_Data for the task:_
· · · · · · ·
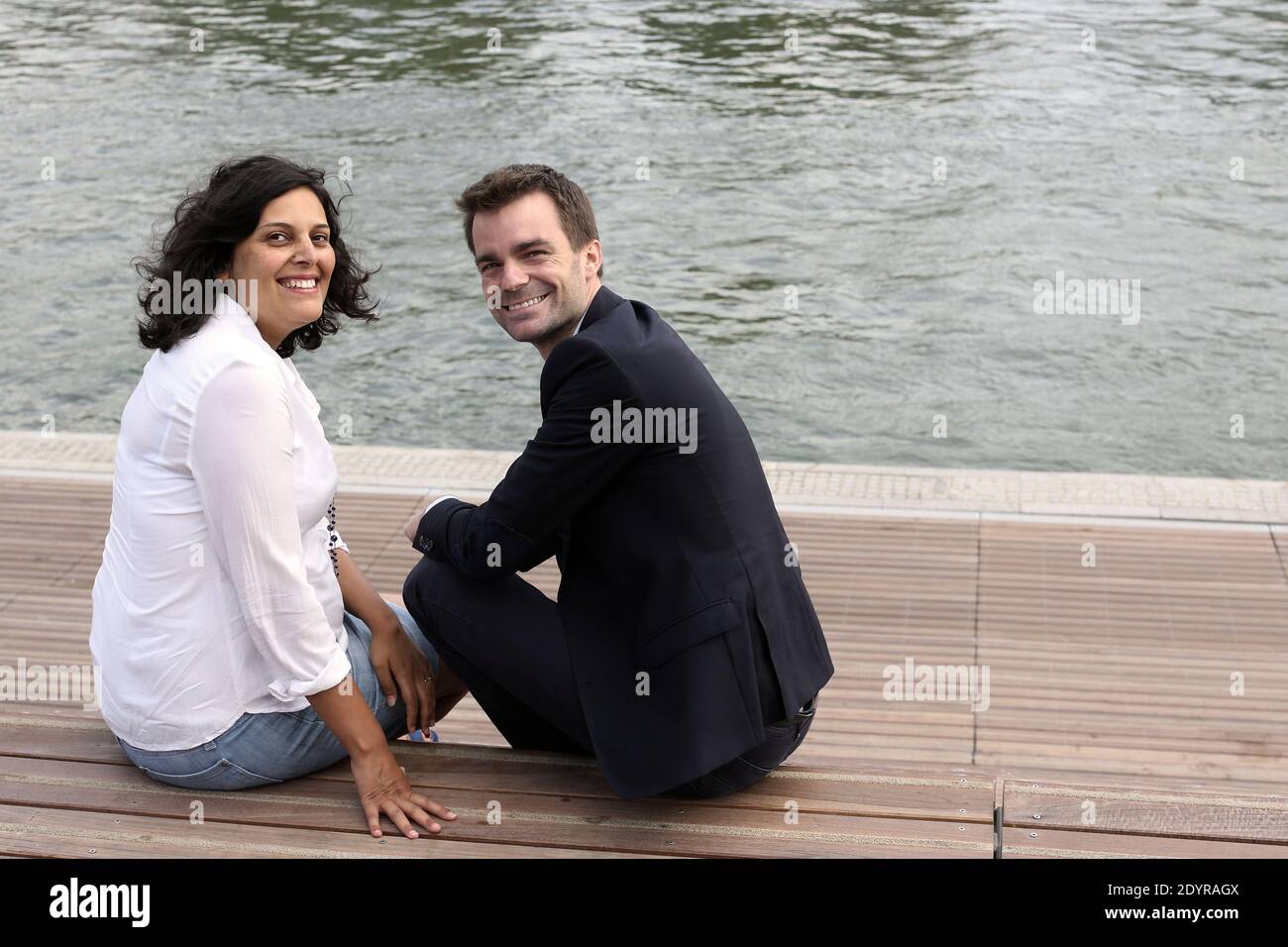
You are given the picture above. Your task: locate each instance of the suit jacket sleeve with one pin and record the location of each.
· · · · · · ·
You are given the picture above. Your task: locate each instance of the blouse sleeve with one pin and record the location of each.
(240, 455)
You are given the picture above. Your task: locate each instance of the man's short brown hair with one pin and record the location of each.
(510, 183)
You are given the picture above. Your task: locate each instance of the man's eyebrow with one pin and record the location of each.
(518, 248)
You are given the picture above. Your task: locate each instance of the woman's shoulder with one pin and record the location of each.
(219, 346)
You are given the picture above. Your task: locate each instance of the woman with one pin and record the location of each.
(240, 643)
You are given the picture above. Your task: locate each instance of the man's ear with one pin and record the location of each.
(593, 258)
· · · · · · ·
How many lines of the records above contain the string "each"? Case matters, and your reply should be the number alone.

7